- _Action item_: Repeat every record exactly as written, but leave out the pictures.

- _Available records_:

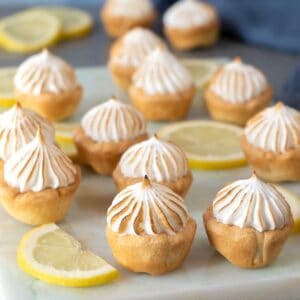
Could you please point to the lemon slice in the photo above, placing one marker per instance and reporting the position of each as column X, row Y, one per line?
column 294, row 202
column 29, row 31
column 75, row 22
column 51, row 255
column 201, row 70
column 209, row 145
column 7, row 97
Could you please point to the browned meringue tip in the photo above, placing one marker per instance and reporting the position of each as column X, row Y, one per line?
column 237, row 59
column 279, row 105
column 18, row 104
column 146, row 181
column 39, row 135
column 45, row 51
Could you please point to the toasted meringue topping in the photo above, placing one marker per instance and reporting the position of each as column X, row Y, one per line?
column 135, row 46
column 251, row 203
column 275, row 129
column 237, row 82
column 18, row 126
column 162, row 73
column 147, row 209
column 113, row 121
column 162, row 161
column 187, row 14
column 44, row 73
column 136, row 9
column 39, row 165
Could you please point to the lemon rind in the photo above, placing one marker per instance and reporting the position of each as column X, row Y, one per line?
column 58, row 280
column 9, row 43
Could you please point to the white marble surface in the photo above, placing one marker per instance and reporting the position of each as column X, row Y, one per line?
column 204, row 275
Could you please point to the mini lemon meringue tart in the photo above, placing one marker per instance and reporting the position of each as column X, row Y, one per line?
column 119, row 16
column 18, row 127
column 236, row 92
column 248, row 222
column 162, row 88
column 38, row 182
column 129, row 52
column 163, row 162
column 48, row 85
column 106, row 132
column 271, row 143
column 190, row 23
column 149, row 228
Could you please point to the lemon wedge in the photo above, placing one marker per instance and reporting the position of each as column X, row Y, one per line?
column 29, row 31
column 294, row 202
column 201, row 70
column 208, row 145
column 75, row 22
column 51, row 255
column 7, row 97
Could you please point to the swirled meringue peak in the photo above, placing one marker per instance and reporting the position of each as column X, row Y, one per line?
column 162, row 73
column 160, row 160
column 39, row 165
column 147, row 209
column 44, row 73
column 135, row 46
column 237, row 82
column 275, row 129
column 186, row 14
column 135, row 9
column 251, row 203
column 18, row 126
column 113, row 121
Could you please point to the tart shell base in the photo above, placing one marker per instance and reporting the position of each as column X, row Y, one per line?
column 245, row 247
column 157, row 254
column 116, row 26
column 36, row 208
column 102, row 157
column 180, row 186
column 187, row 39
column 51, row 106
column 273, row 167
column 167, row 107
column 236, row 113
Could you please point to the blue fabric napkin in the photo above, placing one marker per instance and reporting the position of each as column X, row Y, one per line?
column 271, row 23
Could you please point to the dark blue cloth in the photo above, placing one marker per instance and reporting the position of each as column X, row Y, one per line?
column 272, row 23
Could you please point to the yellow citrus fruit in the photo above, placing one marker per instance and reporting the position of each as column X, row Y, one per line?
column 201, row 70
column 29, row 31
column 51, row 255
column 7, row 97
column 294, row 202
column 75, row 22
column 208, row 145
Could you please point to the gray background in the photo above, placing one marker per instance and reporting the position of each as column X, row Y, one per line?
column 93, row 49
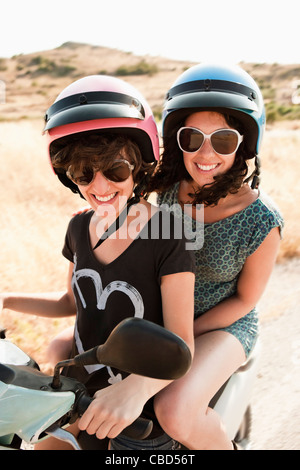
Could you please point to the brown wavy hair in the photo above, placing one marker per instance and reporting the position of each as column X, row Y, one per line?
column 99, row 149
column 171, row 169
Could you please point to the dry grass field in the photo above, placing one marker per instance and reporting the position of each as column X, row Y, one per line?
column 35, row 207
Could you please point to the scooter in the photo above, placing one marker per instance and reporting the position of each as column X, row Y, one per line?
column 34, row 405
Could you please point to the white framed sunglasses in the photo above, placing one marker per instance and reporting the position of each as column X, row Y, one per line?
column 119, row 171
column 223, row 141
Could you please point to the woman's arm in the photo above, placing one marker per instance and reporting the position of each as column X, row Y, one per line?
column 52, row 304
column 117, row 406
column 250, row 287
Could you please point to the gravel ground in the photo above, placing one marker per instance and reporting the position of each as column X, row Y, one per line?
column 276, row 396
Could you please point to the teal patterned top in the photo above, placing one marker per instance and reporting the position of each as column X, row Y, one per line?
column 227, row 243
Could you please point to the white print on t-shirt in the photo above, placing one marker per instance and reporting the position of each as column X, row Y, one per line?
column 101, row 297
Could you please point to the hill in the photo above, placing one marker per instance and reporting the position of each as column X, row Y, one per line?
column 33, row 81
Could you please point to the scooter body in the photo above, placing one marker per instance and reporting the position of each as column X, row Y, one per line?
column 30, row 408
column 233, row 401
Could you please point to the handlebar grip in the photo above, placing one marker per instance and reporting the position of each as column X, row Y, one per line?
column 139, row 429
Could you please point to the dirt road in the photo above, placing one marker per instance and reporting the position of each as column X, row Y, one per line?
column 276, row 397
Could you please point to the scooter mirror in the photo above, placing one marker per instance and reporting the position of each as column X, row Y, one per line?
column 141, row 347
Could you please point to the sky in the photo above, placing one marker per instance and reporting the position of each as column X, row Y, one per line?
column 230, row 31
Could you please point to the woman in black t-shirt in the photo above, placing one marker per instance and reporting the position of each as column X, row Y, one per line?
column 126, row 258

- _Task solution_:
Could you please point to the lemon slice in the photo above, placing one marker per instance and reporting the position of each as column X, row Y, one per line?
column 294, row 202
column 29, row 31
column 75, row 22
column 51, row 255
column 201, row 70
column 209, row 145
column 7, row 97
Could you please point to the browned meringue tip in the photo above, placing one marker per instance and reporting the position of each as column X, row Y, one per line?
column 237, row 59
column 279, row 105
column 18, row 104
column 146, row 181
column 39, row 135
column 45, row 51
Could you please point to the toasted meringue topping in the photo above, placing one marker per instance and reporting the position of each as column X, row Y, one per line?
column 135, row 46
column 251, row 203
column 275, row 129
column 237, row 82
column 18, row 126
column 162, row 73
column 147, row 209
column 113, row 121
column 162, row 161
column 187, row 14
column 44, row 73
column 136, row 9
column 39, row 165
Could you please point to the lemon rind in the photo above, placing one marker per instance and reporting the position of each as column X, row Y, one per line?
column 58, row 280
column 9, row 43
Could you please point to the white marble surface in the photo above, placing one marker per instance and reporting the position of each as column X, row Y, one per line?
column 204, row 275
Could you please point to the mini lemon meringue tart in the photo above, placing one marker per instance and reporting the position of each as column X, row Y, one per line?
column 119, row 16
column 18, row 127
column 236, row 92
column 248, row 222
column 162, row 88
column 38, row 182
column 129, row 52
column 163, row 162
column 48, row 85
column 106, row 132
column 271, row 143
column 190, row 23
column 149, row 228
Could you please point to the lemon wedge in the photo above, placing one marker per instance and reporting the position of each as column X, row Y, one per line?
column 29, row 31
column 294, row 202
column 201, row 70
column 208, row 145
column 75, row 22
column 51, row 255
column 7, row 97
Could you please point to the swirled meringue peak in the photo above, placing one marker per instance and reporting the position of each as column X, row Y, one per line?
column 162, row 73
column 160, row 160
column 39, row 165
column 147, row 209
column 44, row 73
column 135, row 46
column 237, row 82
column 275, row 129
column 186, row 14
column 135, row 9
column 251, row 203
column 18, row 126
column 113, row 121
Could you please point to the tart shell base in the photo above, placing one marker per instance and reporting the position of each as column X, row Y, one per line?
column 245, row 247
column 157, row 254
column 116, row 26
column 36, row 208
column 102, row 157
column 180, row 186
column 187, row 39
column 51, row 106
column 273, row 167
column 167, row 107
column 236, row 113
Could you please point to the blue fabric napkin in the photo above, placing one marker per instance and reporting the position of each as column X, row Y, one per line?
column 271, row 23
Could you please point to the dark blue cloth in the photo above, placing one marker per instance and reporting the position of each as column X, row Y, one per line?
column 272, row 23
Could you please point to the yellow citrus fruit in the photo above, placing one marker per instance and reporting the position of each as column X, row Y, one per line?
column 201, row 70
column 29, row 31
column 51, row 255
column 7, row 97
column 294, row 202
column 75, row 22
column 208, row 145
Could you please point to the gray background in the photo above, placing one marker per instance and reporting the position of each as column X, row Y, one per line?
column 93, row 49
Could you please point to the brown wavy hair in the photo above, placing one marker per instance and reporting the position of each as column X, row Y, one per line?
column 99, row 149
column 171, row 169
Could you please point to the dry grass field in the photo above, placing one marker per instance and reporting the position of each as column X, row Y, one per line?
column 35, row 207
Could you please point to the scooter in the photo above, placing one marker per instance and reporting the position of each as column X, row Y, one per line?
column 34, row 405
Could you please point to the white framed sunglasses in the photo above, placing one marker per instance and reporting the position of each as column X, row Y, one per line?
column 119, row 171
column 223, row 141
Could you please point to the woman's arm in the photo above, placing one marker per instance and reporting the position of each as column X, row Y, one per line?
column 52, row 304
column 117, row 406
column 250, row 287
Could you please point to the gravel ground in the photo above, placing one marker per instance and reporting the position of each as column X, row Y, one per line?
column 276, row 396
Could you please point to the teal patterned top in the photo above, placing one marker per instance and reporting the position of each as column X, row Y, one per line?
column 227, row 243
Could you please point to the white print on t-shirt in the photo above, placing one marker per instance and reporting the position of each as column X, row Y, one per line?
column 101, row 297
Could you please point to the hill in the photo above, placing one marker per instance and reporting the position of each as column X, row Y, one per line?
column 33, row 81
Could you please point to the scooter body in the photo above, placing one marker per instance and reporting the position of each as column X, row Y, one per line?
column 30, row 408
column 233, row 401
Could you please point to the handlebar grip in the photo above, placing one marker per instance and reporting the position of each as column X, row Y, one per line?
column 139, row 429
Could you please point to the dirt road in the photo above, placing one marker per instance and reporting the position of each as column X, row Y, one per line?
column 276, row 397
Could you please point to the scooter mirror in the photo above, placing one marker per instance and reporting the position of each as column X, row Y, one per line?
column 141, row 347
Could you please point to the sky in the photo above, placing one marker per instance and reporting the position of each as column X, row Y, one per line?
column 230, row 31
Could you please point to the woman in black t-shirt in the photo above, placing one marker per instance and reporting the position of each as column X, row Y, one per line?
column 126, row 258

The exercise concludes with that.